## [COMPLETE THE FOLLOWING]
1/ According to the anniversary column below, how high did interest rates for operating loans climb for some people?
2/ Rewrite the paragraph of the anniversary column below that begins "As the industry advanced" as a short list, keeping its main facts.
3/ Write out the passage of the anniversary column below from "Times have changed" up to and including "back to 1966.", word for word.

Times have changed but dedication remains the same
The past few months I’ve helped gather content for the 50th Anniversary section of the Farm Forum. In reaching out to many people around the state, it was fun and enlightening to hear the memories about our industry going back to 1966.
I was in sixth grade that year. For me, the biggest event of the year was my big sister’s wedding. I don’t remember anything about the crops or cattle we had on the farm near Bath.
Some, who are a bit older than I, do remember. Thanks to those who shared their experiences. In asking for help from others in gathering stories, I loved the comment from By Scott VanderWal, when he wrote, “agriculture looks great on the pages of The Green Sheet.”
The last 50 years have offered some amazing challenges, and the people who have fought against elements and adversity are to be congratulated for surviving. While the Farm Crisis of the 1980s saw a mass exodus from agriculture, a renewed optimism has been seen in recent years. Those who are still in the industry have weathered droughts, blizzards, hail, tornadoes, snowstorms and excessive heat and cold to get to today.
When I first moved to Frederick in the late 1970s, drought parched landscape was the norm. As rains returned, financial concerns deepened, and for some, interest rates for operating loans climbed to 20 percent, an unsustainable condition.
As the industry advanced, corn and soybeans have replaced wheat and small grain fields as technology has enhanced the ability of seeds to handle adverse conditions. Producers are placing more emphasis on the health of the soil. One farmer told me people used to think that if you didn’t keep the soil black, the crops wouldn’t grow. No-till practices have expanded, using crop stubble to capture precious moisture.

## [DATA LISTING]
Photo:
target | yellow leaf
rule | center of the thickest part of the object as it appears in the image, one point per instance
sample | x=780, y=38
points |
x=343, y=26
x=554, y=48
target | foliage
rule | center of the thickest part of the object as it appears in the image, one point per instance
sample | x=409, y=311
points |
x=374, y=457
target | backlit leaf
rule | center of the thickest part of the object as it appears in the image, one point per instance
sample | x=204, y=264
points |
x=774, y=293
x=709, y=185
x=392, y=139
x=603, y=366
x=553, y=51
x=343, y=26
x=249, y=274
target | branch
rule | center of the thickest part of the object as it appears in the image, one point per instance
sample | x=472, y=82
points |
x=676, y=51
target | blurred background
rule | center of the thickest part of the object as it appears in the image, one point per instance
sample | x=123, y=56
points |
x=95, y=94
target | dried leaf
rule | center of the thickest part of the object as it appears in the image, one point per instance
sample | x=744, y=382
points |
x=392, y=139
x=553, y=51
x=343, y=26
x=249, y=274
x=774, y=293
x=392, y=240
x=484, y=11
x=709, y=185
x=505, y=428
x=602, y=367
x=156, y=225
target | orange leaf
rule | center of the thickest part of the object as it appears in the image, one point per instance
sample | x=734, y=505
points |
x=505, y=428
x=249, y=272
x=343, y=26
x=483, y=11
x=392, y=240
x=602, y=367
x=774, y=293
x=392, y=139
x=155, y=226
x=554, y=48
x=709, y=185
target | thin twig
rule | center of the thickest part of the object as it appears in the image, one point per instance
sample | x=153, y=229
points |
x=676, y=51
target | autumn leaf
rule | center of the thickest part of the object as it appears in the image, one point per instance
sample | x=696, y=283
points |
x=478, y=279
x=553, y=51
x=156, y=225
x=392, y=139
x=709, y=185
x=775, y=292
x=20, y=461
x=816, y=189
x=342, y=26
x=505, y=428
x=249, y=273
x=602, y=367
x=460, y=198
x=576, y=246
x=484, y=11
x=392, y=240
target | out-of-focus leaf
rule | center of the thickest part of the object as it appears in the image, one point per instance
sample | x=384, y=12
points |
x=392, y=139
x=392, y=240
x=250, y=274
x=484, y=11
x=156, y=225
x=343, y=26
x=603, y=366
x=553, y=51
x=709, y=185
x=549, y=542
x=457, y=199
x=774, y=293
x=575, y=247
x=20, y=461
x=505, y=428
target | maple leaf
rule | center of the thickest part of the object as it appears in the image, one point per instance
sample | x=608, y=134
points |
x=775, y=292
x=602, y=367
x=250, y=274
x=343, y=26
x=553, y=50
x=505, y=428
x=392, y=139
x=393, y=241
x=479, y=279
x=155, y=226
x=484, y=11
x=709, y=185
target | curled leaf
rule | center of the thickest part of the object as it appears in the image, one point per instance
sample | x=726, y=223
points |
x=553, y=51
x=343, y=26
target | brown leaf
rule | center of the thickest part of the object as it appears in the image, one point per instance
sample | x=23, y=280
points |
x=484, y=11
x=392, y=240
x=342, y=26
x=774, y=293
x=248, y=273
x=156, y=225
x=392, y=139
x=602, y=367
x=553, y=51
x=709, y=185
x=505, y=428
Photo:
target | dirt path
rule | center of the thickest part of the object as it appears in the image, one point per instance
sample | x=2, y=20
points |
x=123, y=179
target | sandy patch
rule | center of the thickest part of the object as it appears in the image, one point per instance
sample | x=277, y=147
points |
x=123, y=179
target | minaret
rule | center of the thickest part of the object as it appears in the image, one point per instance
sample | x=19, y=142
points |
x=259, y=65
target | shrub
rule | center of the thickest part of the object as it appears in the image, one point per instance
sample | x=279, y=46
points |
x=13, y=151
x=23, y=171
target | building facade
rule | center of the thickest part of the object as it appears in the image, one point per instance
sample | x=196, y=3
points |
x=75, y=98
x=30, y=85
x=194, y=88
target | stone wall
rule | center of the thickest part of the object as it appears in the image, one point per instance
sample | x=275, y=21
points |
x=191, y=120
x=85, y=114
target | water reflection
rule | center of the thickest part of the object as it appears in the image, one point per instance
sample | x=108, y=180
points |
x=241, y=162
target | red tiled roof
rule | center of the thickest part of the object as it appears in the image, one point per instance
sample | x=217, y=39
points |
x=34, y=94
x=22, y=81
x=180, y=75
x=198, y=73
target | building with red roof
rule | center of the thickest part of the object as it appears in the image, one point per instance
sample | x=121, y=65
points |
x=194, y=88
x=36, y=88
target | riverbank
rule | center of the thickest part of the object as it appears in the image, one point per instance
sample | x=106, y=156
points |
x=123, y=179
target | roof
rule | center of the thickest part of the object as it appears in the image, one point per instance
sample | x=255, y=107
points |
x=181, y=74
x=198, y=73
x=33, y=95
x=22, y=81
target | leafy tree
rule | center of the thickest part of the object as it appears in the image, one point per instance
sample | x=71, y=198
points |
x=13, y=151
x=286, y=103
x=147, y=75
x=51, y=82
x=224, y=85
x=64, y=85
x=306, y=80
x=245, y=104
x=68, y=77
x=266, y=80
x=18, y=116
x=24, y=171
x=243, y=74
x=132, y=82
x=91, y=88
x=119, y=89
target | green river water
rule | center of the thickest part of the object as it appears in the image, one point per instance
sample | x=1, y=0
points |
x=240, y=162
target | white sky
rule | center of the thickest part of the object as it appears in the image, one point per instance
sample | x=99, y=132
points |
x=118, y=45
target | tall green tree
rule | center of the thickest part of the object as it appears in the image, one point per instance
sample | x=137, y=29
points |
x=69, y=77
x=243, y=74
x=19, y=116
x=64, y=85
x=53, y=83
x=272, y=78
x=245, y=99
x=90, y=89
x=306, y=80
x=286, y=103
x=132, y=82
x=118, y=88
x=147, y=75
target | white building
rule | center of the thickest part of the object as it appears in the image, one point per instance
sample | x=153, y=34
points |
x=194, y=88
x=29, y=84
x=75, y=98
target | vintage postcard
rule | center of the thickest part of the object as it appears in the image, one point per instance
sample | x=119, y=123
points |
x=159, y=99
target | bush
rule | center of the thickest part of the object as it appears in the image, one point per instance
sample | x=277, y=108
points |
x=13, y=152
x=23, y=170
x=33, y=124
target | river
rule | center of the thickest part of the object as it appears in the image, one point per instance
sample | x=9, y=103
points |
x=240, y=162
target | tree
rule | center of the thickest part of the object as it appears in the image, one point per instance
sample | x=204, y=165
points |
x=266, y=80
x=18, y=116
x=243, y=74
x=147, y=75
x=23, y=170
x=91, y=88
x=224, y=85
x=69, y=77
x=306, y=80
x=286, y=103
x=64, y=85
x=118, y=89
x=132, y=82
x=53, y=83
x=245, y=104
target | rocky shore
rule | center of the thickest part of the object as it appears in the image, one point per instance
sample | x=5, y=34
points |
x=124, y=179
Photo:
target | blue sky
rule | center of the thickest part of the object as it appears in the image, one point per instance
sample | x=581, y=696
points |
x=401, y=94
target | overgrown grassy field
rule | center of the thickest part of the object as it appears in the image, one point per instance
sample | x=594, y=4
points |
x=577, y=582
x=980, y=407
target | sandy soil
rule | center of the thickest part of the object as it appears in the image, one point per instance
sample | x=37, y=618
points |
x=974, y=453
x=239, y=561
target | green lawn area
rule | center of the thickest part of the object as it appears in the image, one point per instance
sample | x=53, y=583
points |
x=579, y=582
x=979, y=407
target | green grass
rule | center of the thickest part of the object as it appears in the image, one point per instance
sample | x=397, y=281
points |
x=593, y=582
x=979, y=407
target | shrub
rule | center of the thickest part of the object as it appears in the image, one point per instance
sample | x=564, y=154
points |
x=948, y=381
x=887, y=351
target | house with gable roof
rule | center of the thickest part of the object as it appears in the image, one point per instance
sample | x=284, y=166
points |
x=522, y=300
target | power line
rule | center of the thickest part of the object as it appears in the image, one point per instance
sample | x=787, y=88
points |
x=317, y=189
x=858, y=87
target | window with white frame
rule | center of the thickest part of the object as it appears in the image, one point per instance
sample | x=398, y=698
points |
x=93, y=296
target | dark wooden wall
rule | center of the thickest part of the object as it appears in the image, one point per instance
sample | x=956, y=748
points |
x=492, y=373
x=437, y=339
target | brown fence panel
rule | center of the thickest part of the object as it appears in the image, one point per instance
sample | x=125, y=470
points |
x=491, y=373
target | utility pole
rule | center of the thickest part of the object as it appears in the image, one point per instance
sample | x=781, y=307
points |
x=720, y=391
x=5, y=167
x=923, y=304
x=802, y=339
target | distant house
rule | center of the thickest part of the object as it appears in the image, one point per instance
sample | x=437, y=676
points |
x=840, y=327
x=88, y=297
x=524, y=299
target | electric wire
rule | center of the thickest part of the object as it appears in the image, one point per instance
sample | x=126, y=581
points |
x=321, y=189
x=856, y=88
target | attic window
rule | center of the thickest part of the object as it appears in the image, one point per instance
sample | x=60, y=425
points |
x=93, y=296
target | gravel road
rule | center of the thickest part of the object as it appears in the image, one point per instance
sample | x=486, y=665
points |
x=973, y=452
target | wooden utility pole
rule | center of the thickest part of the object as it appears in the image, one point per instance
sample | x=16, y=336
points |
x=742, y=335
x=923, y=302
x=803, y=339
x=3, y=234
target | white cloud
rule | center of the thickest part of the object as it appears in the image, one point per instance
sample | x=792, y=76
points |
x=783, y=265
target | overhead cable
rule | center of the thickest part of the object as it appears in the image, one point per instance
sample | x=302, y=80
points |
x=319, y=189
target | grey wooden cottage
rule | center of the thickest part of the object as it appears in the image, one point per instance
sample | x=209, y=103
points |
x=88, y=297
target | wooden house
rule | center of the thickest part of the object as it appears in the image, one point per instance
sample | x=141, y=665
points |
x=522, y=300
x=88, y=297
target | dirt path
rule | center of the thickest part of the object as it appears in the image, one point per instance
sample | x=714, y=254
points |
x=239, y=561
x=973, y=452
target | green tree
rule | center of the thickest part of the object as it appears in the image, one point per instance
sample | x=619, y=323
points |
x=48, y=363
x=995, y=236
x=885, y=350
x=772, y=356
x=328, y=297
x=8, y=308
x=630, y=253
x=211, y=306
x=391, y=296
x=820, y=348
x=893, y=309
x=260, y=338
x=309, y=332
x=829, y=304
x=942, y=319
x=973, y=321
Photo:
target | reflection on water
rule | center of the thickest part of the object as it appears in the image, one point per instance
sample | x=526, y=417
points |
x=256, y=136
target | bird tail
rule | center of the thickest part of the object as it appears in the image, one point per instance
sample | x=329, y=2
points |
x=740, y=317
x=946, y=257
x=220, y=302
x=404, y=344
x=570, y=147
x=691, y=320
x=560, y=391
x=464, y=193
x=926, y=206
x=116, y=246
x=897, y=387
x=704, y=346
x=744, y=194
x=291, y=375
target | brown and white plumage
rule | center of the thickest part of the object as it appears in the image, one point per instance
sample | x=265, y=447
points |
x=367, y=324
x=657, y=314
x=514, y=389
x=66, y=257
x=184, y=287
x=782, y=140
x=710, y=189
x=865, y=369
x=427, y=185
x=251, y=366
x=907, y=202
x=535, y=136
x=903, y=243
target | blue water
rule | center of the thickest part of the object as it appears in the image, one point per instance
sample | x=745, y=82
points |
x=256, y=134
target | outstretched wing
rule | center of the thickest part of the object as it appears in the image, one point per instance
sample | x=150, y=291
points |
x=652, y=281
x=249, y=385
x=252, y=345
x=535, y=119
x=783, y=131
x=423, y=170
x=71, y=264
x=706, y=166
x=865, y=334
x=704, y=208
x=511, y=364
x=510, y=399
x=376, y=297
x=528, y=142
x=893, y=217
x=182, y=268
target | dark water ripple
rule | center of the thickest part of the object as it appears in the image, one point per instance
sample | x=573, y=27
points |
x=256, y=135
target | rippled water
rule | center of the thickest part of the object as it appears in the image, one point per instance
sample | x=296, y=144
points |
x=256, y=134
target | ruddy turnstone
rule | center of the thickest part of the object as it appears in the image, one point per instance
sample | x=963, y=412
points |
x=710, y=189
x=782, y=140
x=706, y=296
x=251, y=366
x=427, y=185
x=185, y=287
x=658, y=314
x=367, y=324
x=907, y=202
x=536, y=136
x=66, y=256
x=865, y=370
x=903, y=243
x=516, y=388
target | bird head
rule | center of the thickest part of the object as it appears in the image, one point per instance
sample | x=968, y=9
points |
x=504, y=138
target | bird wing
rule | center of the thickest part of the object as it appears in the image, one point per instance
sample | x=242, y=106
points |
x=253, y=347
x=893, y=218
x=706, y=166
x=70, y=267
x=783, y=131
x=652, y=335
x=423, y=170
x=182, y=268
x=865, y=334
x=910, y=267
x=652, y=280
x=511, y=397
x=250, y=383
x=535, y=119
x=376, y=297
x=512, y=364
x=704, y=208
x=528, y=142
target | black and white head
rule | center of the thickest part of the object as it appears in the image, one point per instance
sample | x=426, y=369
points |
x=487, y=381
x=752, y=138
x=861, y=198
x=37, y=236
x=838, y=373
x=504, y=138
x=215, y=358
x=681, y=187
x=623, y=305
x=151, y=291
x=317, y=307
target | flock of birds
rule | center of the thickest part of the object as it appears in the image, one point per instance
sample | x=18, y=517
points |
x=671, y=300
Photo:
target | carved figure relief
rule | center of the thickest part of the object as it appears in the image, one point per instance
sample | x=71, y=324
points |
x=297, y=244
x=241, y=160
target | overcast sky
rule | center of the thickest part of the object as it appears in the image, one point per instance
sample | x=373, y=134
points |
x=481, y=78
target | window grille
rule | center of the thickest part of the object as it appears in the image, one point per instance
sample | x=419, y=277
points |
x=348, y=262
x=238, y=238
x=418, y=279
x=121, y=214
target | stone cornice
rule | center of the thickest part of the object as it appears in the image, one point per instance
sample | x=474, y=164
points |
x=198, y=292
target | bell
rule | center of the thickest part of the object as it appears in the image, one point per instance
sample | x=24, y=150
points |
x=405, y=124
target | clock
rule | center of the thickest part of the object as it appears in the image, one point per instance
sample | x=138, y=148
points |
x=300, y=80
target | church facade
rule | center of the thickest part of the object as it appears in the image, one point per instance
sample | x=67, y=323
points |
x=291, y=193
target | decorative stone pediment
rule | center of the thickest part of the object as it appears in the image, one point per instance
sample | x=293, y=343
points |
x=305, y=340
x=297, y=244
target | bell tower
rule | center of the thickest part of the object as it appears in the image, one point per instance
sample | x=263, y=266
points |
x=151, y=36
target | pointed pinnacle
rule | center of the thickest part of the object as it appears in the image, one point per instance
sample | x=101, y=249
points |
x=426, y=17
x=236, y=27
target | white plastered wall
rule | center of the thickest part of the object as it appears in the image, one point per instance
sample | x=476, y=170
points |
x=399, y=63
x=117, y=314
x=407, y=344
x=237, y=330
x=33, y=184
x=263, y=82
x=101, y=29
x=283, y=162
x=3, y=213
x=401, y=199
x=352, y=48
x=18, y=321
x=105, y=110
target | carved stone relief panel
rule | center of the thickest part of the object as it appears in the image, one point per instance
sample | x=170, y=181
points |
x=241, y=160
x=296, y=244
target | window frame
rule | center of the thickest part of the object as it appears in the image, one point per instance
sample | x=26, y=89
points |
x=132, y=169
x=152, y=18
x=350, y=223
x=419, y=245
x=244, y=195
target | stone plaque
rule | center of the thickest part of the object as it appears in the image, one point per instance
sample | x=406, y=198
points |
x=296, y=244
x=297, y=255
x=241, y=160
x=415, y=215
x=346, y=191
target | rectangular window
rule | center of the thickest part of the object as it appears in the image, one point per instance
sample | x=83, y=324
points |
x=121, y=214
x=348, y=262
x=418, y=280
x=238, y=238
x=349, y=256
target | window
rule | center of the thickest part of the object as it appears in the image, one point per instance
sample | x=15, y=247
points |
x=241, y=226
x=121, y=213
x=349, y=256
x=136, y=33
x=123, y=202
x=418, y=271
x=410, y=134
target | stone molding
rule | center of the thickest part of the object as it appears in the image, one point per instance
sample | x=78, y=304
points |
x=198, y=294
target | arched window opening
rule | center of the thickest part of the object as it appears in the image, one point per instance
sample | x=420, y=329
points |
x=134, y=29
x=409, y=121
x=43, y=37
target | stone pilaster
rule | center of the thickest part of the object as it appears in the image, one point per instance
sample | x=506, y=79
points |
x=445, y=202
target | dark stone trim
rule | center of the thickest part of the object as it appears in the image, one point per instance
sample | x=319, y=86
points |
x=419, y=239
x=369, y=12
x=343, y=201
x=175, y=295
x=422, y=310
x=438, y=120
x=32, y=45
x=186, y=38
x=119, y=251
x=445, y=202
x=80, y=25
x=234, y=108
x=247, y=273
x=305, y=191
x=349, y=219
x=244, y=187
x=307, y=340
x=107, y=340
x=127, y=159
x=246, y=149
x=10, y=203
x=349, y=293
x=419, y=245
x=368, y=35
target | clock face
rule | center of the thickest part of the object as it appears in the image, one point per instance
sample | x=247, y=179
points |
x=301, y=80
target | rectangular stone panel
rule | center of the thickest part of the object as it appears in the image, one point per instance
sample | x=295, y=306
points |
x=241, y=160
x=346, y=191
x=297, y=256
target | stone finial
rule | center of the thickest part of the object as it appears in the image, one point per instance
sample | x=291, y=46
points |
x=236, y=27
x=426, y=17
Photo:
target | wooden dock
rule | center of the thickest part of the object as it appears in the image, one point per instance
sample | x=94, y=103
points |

## [RESULTS]
1/ 20 percent

2/
- Corn and soybeans have replaced wheat and small grain fields, as technology has enhanced the ability of seeds to handle adverse conditions.
- Producers are placing more emphasis on soil health; one farmer said people used to think crops would not grow unless the soil was kept black.
- No-till practices have expanded, using crop stubble to capture moisture.

3/
Times have changed but dedication remains the same
The past few months I’ve helped gather content for the 50th Anniversary section of the Farm Forum. In reaching out to many people around the state, it was fun and enlightening to hear the memories about our industry going back to 1966.